* START Selection *

2. Inefficient Manual Character Counting

Another pitfall is implementing character counting manually with nested loops, which can lead to off-by-one errors and complexity:

Error-Prone Implementation:

def compressedString(self, word: str) -> str:
    result = []
    i = 0
    while i < len(word):
        j = i
        while j < len(word) and word[j] == word[i]:
            j += 1
        count = j - i  # Easy to miscalculate
        # ... rest of logic

Common bugs in manual counting:

• Forgetting to handle the last character group
• Index out of bounds when checking word[j]
• Incorrectly updating the loop counter

Solution: Use Python's itertools.groupby() which handles the grouping logic cleanly and avoids index manipulation errors. Alternatively, if implementing manually, be careful with boundary conditions and test with edge cases like single characters and strings ending with different patterns.

* END Selection *

### Written instruction 1:
Which Python function does the excerpt on manual character counting recommend in place of nested loops?
### Written instruction 2:
Repeat the excerpt on manual character counting from "Solution: Use Python's" to "with different patterns.".
### Written instruction 3:
Write the next part of the excerpt on manual character counting, picking up after its final sentence.

* START Data shown *

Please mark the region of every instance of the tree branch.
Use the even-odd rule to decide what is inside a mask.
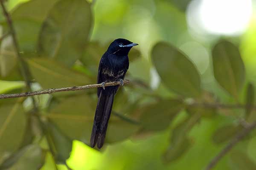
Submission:
[[[199,106],[204,107],[206,108],[221,108],[223,109],[244,109],[245,106],[241,104],[223,104],[221,103],[199,103],[199,102],[193,102],[190,104],[192,106]],[[256,110],[255,106],[253,106],[253,109]]]
[[[205,170],[212,169],[221,158],[227,154],[237,143],[242,140],[252,130],[256,128],[256,122],[248,125],[247,128],[244,129],[243,131],[236,136],[230,142],[224,147],[221,152],[214,157],[208,164]]]
[[[124,85],[128,84],[130,81],[125,79],[123,81]],[[120,85],[121,82],[119,81],[110,82],[105,83],[105,87],[113,86],[114,85]],[[83,85],[81,86],[73,86],[67,88],[49,88],[41,91],[35,91],[29,92],[17,93],[15,94],[0,94],[0,99],[14,98],[17,97],[28,97],[29,96],[39,95],[40,94],[51,94],[52,93],[59,92],[61,91],[76,91],[79,90],[87,89],[88,88],[101,88],[102,87],[102,84],[96,84],[93,85]]]

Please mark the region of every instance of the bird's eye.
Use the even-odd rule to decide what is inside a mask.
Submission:
[[[119,46],[120,47],[122,47],[123,46],[124,46],[124,45],[122,43],[120,42],[120,43],[119,43]]]

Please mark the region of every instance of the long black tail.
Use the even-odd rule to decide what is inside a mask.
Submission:
[[[103,90],[99,96],[90,138],[90,146],[92,147],[97,143],[98,147],[100,149],[104,144],[114,96],[113,91],[107,93]]]

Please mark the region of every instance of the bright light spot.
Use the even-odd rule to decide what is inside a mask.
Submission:
[[[243,33],[252,14],[251,0],[194,0],[187,18],[194,31],[197,27],[211,34],[231,35]]]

* END Data shown *

### Exercise answer 1:
itertools.groupby()

### Exercise answer 2:
Solution: Use Python's itertools.groupby() which handles the grouping logic cleanly and avoids index manipulation errors. Alternatively, if implementing manually, be careful with boundary conditions and test with edge cases like single characters and strings ending with different patterns.

### Exercise answer 3:
3. String Concatenation Performance Issue

Building the result string through repeated concatenation can be inefficient:

Inefficient approach:

result = ""
for character, group in groupby(word):
    count = len(list(group))
    while count > 0:
        chunk = min(9, count)
        result += str(chunk) + character  # String concatenation in loop
        count -= chunk

Why it's problematic: Strings are immutable in Python, so each concatenation creates a new string object, leading to O(n²) time complexity in worst case.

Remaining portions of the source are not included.